### Data listing
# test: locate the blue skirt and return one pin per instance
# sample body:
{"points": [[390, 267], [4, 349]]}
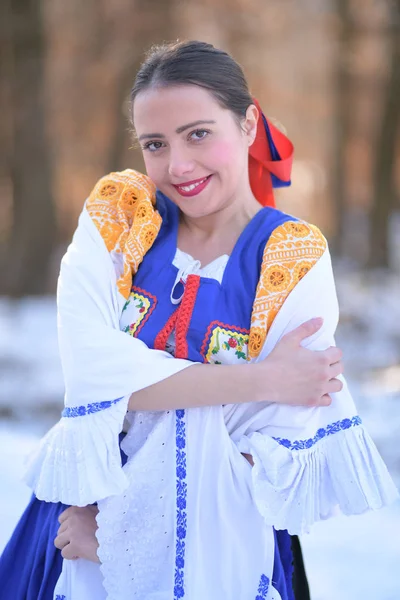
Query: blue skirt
{"points": [[31, 565]]}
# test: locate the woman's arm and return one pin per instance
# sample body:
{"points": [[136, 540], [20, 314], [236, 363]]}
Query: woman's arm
{"points": [[289, 375]]}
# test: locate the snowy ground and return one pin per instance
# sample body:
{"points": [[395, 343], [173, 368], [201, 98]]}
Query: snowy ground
{"points": [[356, 558]]}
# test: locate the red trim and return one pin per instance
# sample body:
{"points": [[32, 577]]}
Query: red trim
{"points": [[185, 315], [210, 329], [153, 302], [162, 336]]}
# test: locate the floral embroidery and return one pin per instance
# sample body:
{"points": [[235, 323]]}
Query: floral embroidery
{"points": [[181, 496], [81, 411], [121, 206], [263, 588], [291, 251], [256, 340], [225, 344], [141, 305], [321, 433]]}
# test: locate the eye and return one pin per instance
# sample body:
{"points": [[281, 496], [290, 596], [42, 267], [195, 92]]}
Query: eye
{"points": [[199, 134], [152, 146]]}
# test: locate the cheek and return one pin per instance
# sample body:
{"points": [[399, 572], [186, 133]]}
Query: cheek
{"points": [[224, 155], [153, 168]]}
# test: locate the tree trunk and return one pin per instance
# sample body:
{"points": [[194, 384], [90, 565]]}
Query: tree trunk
{"points": [[33, 232], [384, 189], [341, 125], [158, 24]]}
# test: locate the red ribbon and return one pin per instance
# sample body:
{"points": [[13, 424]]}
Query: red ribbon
{"points": [[261, 164]]}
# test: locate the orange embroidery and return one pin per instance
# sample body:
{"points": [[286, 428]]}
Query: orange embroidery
{"points": [[292, 250], [121, 206]]}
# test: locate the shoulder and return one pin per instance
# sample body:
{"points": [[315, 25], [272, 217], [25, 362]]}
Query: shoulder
{"points": [[122, 206], [124, 188], [295, 238], [290, 252], [292, 249]]}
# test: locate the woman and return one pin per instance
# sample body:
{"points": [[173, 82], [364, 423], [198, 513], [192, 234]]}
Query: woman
{"points": [[217, 454]]}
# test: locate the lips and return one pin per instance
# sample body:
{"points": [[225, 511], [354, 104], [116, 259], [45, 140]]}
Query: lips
{"points": [[192, 188]]}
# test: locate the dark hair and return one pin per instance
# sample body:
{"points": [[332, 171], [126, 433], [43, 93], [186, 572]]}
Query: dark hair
{"points": [[195, 63]]}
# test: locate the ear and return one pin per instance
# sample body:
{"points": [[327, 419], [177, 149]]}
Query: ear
{"points": [[250, 123]]}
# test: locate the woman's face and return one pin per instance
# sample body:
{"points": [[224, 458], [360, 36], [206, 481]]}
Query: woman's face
{"points": [[194, 150]]}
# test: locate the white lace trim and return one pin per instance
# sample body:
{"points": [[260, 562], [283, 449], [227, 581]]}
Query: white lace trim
{"points": [[78, 461], [295, 488], [214, 269]]}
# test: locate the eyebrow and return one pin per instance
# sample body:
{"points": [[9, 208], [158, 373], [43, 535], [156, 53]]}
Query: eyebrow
{"points": [[181, 129]]}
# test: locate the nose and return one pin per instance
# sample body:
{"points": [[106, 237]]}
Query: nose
{"points": [[180, 163]]}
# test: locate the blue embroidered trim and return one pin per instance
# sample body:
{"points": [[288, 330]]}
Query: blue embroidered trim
{"points": [[181, 495], [263, 588], [321, 433], [81, 411]]}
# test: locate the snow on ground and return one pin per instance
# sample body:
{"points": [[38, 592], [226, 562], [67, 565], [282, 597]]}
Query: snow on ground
{"points": [[347, 558]]}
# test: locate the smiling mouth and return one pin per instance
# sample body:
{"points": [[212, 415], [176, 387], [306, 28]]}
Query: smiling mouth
{"points": [[193, 187]]}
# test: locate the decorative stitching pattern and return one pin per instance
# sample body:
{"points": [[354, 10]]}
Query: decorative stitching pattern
{"points": [[144, 304], [185, 314], [321, 433], [263, 588], [181, 496], [236, 339], [162, 336], [291, 251], [81, 411], [121, 206]]}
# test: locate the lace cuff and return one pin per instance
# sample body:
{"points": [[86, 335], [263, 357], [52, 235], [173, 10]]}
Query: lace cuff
{"points": [[78, 461], [298, 483]]}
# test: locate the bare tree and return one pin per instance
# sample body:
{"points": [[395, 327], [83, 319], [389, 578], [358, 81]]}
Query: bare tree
{"points": [[33, 231], [342, 121], [156, 22], [384, 189]]}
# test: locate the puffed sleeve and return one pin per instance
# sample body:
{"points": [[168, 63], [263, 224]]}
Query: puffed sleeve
{"points": [[309, 463], [78, 461]]}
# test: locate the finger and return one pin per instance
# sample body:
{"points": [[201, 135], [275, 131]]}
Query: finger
{"points": [[64, 515], [69, 552], [305, 330], [63, 527], [336, 369], [333, 354], [61, 541], [334, 386], [325, 400]]}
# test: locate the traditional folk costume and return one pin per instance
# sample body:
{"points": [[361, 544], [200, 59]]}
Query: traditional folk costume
{"points": [[187, 516]]}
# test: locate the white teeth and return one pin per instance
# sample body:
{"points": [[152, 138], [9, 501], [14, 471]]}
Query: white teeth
{"points": [[189, 188]]}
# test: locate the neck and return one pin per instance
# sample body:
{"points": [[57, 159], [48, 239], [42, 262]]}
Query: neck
{"points": [[230, 219]]}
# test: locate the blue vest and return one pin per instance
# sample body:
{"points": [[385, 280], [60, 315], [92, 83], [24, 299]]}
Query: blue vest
{"points": [[211, 316]]}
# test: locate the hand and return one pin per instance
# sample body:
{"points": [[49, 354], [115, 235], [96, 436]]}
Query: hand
{"points": [[76, 536], [303, 377]]}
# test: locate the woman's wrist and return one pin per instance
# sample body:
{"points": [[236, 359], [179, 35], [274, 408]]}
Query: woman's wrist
{"points": [[264, 376]]}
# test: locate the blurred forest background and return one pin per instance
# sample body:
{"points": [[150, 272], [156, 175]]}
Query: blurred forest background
{"points": [[329, 72]]}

### Exercise instructions
With the pictures omitted, reproduce the records in full and exactly.

### Task output
# test: locate the blue skirt and return one pin per instance
# sample body:
{"points": [[390, 267], [4, 349]]}
Query: blue skirt
{"points": [[31, 565]]}
# test: locate the woman's arm and return one pin per instance
# sample body:
{"points": [[136, 540], [20, 314], [236, 363]]}
Query: woman's arm
{"points": [[289, 375]]}
# test: locate the snowy ground and return one pin per instance
# sample body:
{"points": [[395, 343], [173, 368], [201, 98]]}
Query: snowy ground
{"points": [[356, 558]]}
# test: locate the red trim and return one pin per instance
# sample body:
{"points": [[32, 577]]}
Query: red trim
{"points": [[185, 315], [210, 329], [153, 302], [162, 336]]}
# test: locate the floral embroidery and return one pin per instance
# sample body:
{"points": [[235, 323]]}
Query: floral embroidery
{"points": [[181, 496], [81, 411], [121, 206], [263, 588], [291, 251], [256, 340], [225, 344], [141, 305], [321, 433]]}
# test: locate the eye and return one pin per instance
# sample body:
{"points": [[281, 496], [290, 596], [42, 267], [195, 92]]}
Query: eye
{"points": [[199, 134], [152, 146]]}
# test: locate the cheek and return one pin per instance
# sample body:
{"points": [[399, 572], [186, 133]]}
Query: cheek
{"points": [[224, 155], [153, 168]]}
# test: locate the tree trunk and return one pin per instance
# sample body:
{"points": [[194, 384], [90, 565]]}
Query: tree trunk
{"points": [[33, 232], [384, 189], [341, 125], [158, 24]]}
# test: locate the red ribbon and return one pin per instance
# sample body:
{"points": [[13, 424]]}
Query: red ribbon
{"points": [[261, 164]]}
# test: locate the orange embroidery and return one pin per instance
# sample body:
{"points": [[286, 428]]}
Query: orange embroidery
{"points": [[292, 250], [121, 206]]}
# test: locate the shoulder and return one pin per instance
# sample body:
{"points": [[315, 25], [272, 217], [25, 362]]}
Query: shoulder
{"points": [[122, 206], [124, 188], [295, 238], [290, 252], [292, 249]]}
# test: locate the woman and return one pin per instance
# sample body:
{"points": [[173, 82], [364, 423], [198, 513], [192, 234]]}
Query: woman
{"points": [[217, 454]]}
# test: locate the lips and return one pin per instance
# sample body:
{"points": [[225, 511], [354, 104], [116, 259], [45, 140]]}
Query: lips
{"points": [[192, 188]]}
# test: locate the dark hair and return one pin per instance
# sample body:
{"points": [[332, 171], [126, 433], [43, 93], [186, 572]]}
Query: dark hair
{"points": [[195, 63]]}
# test: locate the ear and return one pin per instance
# sample body:
{"points": [[327, 419], [177, 149]]}
Query: ear
{"points": [[250, 123]]}
# test: locate the woman's face and return one pin per instance
# sample body:
{"points": [[224, 458], [360, 36], [206, 481]]}
Query: woman's face
{"points": [[194, 150]]}
# test: locate the white lace trim and return one pin per instance
# sample body:
{"points": [[260, 562], [283, 449], [227, 581]]}
Query: white lace trim
{"points": [[78, 461], [295, 488], [214, 269]]}
# test: locate the eyebrow and return one pin per instance
# sample body:
{"points": [[9, 208], [158, 373], [43, 535], [156, 53]]}
Query: eyebrow
{"points": [[181, 129]]}
# test: locate the nose and return one pin per instance
# sample body:
{"points": [[106, 237]]}
Query: nose
{"points": [[180, 163]]}
# test: locate the blue embroidered trim and return one pin per instance
# sample body:
{"points": [[288, 330]]}
Query: blue embroidered trim
{"points": [[181, 495], [263, 588], [321, 433], [81, 411]]}
# test: locate the snow on ground and return one pin per instance
# sample body:
{"points": [[38, 592], [226, 562], [67, 565], [282, 597]]}
Query: snow on ground
{"points": [[347, 558]]}
# test: locate the smiling mouth and return one pin per instance
# sample body:
{"points": [[212, 415], [176, 387], [306, 28]]}
Query: smiling mouth
{"points": [[193, 187]]}
# test: locate the decorative stitching pattern and return one pin per instance
# sample body:
{"points": [[354, 10]]}
Query: decorative stitching pattern
{"points": [[144, 304], [185, 314], [321, 433], [263, 588], [181, 496], [236, 339], [162, 336], [291, 251], [81, 411], [121, 206]]}
# test: locate the lace cuff and return one pin per instance
# sample body:
{"points": [[86, 335], [263, 357], [52, 235], [173, 10]]}
Query: lace cuff
{"points": [[78, 461], [298, 483]]}
# test: locate the bare tree and return one pin per instance
# sample body:
{"points": [[395, 327], [83, 319], [389, 578], [358, 81]]}
Query: bare tree
{"points": [[33, 231], [342, 121], [156, 22], [384, 189]]}
# test: locate the puffed sleeve and return one pin per instance
# sample body:
{"points": [[168, 63], [263, 224]]}
Query: puffed sleeve
{"points": [[309, 463], [78, 461]]}
# test: locate the finger and return one pin per instance
# sample body:
{"points": [[201, 135], [275, 131]]}
Query: finger
{"points": [[64, 515], [69, 552], [305, 330], [63, 527], [336, 369], [333, 354], [61, 541], [334, 386], [325, 400]]}
# test: locate the traditional folk costume and return one pin per instance
# sample body:
{"points": [[361, 544], [200, 59]]}
Query: traditional folk costume
{"points": [[187, 516]]}
# test: locate the white teeth and return one pin per instance
# sample body:
{"points": [[152, 138], [9, 501], [14, 471]]}
Query: white teeth
{"points": [[189, 188]]}
# test: locate the neck and return one pin per instance
# sample body:
{"points": [[57, 159], [48, 239], [42, 262]]}
Query: neck
{"points": [[230, 219]]}
# test: locate the blue vest and return one pin per instance
# sample body:
{"points": [[385, 280], [60, 315], [92, 83], [24, 299]]}
Query: blue vest
{"points": [[211, 316]]}
# test: locate the hand and return one pin per instance
# sample body:
{"points": [[49, 354], [115, 235], [96, 436]]}
Query: hand
{"points": [[76, 536], [303, 377]]}
# test: locate the woman's wrist and return one pin per instance
# sample body:
{"points": [[236, 359], [179, 35], [274, 408]]}
Query: woman's wrist
{"points": [[264, 376]]}
# test: locate the blurred forest background and return one pin per instance
# sample body:
{"points": [[150, 272], [156, 175]]}
Query: blurred forest background
{"points": [[329, 72]]}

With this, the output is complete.